## Exercise brief
The lines wanted are those in the data below that include "plant".

Supplied data: Begin

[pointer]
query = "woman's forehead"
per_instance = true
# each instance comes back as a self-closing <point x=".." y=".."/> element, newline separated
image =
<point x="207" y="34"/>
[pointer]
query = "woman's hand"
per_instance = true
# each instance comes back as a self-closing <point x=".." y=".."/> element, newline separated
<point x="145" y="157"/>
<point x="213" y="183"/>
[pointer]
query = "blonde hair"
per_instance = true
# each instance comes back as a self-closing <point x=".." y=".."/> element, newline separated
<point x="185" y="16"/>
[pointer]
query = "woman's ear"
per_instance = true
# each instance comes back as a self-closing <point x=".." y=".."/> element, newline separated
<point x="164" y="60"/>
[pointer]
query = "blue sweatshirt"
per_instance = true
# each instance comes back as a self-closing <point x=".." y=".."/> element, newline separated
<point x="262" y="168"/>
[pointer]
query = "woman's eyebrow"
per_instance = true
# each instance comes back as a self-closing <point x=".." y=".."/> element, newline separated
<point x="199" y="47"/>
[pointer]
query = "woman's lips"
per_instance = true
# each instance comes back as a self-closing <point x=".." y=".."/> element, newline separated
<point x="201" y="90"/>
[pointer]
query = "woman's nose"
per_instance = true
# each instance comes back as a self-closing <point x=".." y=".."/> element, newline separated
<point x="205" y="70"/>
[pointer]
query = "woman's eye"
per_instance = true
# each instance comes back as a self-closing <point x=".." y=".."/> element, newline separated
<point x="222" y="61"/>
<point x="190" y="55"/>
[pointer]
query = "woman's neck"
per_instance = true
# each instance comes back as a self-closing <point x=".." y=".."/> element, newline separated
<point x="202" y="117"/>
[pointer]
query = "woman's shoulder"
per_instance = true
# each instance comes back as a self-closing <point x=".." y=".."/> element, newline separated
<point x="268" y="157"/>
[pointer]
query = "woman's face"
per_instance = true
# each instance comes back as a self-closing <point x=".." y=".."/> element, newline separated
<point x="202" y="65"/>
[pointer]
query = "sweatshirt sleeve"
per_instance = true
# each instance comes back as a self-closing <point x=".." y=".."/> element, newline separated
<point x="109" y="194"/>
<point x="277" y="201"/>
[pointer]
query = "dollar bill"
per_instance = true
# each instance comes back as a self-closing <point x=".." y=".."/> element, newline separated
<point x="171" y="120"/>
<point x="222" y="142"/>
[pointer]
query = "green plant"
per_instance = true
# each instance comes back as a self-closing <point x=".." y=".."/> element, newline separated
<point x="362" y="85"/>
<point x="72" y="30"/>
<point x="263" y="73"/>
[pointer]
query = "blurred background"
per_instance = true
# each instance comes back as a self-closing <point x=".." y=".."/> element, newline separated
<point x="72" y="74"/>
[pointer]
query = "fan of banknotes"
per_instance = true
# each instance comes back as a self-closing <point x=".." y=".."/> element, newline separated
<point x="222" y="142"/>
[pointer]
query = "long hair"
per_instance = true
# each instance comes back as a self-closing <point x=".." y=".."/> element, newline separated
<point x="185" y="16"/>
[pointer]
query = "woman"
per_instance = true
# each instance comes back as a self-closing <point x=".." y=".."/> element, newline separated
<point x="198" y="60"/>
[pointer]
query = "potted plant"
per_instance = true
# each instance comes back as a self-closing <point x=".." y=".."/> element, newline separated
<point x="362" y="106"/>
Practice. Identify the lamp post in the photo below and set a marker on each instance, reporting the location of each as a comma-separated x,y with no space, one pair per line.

Supplied data: End
Supplied data: Begin

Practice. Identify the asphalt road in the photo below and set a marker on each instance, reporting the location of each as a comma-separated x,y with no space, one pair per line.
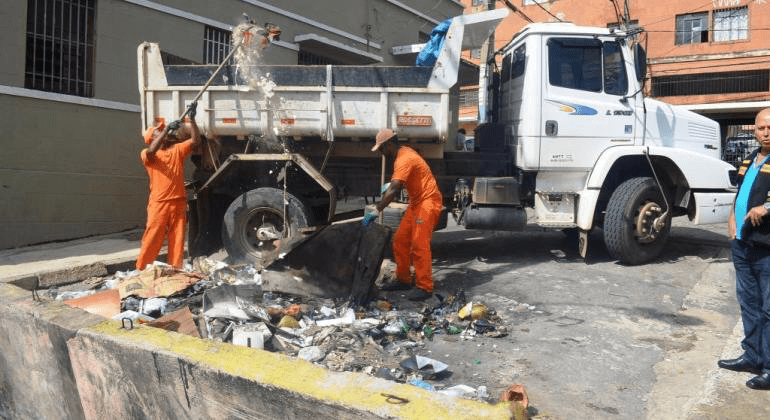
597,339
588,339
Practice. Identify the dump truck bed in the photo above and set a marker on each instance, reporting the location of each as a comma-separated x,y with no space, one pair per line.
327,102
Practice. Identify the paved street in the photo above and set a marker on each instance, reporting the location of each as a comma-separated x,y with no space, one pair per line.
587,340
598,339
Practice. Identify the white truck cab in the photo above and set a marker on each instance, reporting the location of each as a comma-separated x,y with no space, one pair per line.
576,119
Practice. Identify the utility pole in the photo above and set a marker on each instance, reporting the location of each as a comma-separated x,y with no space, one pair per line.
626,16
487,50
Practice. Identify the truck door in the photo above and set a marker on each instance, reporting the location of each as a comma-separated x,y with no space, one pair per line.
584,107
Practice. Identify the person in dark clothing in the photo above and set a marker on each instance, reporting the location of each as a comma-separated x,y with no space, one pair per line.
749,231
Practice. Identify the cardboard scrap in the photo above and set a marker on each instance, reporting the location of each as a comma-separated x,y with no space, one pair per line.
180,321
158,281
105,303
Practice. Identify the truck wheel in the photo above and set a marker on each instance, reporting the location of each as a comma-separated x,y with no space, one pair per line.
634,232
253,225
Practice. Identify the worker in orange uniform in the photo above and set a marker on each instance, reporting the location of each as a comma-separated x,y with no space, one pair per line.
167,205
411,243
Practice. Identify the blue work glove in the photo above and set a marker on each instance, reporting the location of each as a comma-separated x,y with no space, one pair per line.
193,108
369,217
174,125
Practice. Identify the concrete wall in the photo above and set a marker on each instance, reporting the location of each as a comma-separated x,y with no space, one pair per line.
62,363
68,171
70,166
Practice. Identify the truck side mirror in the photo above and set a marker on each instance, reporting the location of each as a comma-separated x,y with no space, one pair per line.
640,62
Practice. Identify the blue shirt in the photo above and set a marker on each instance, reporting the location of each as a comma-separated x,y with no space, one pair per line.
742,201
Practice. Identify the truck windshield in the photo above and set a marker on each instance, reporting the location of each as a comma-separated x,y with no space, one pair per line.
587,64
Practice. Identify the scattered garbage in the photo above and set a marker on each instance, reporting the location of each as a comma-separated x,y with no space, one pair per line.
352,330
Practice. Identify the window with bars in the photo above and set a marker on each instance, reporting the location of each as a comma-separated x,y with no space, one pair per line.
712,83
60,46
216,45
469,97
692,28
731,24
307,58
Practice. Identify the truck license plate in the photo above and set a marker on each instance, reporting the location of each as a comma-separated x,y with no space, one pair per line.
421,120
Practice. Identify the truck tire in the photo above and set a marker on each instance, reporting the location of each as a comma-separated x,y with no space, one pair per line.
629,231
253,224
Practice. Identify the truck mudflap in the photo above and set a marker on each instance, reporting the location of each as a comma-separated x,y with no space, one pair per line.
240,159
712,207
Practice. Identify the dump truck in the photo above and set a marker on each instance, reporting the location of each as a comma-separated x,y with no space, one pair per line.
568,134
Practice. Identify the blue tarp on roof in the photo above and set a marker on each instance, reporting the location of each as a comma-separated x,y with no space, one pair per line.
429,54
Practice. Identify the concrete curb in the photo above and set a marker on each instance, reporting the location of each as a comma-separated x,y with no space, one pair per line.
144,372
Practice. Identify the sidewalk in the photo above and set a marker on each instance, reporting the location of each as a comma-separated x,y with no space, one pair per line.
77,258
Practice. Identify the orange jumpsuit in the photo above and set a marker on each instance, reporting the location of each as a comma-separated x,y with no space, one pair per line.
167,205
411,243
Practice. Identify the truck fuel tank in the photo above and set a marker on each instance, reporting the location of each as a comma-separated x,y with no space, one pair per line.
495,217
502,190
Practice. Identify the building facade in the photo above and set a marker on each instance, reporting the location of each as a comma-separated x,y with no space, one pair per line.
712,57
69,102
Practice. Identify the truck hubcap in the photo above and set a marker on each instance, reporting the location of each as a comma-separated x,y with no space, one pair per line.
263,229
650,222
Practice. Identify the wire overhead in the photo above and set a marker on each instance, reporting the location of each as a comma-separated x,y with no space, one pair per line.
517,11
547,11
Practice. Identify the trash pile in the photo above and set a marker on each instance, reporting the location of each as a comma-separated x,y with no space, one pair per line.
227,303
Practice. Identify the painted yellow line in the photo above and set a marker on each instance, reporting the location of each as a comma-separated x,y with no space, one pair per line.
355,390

Supplied data: End

## Solution
query = "green plant"
query = "potted plant"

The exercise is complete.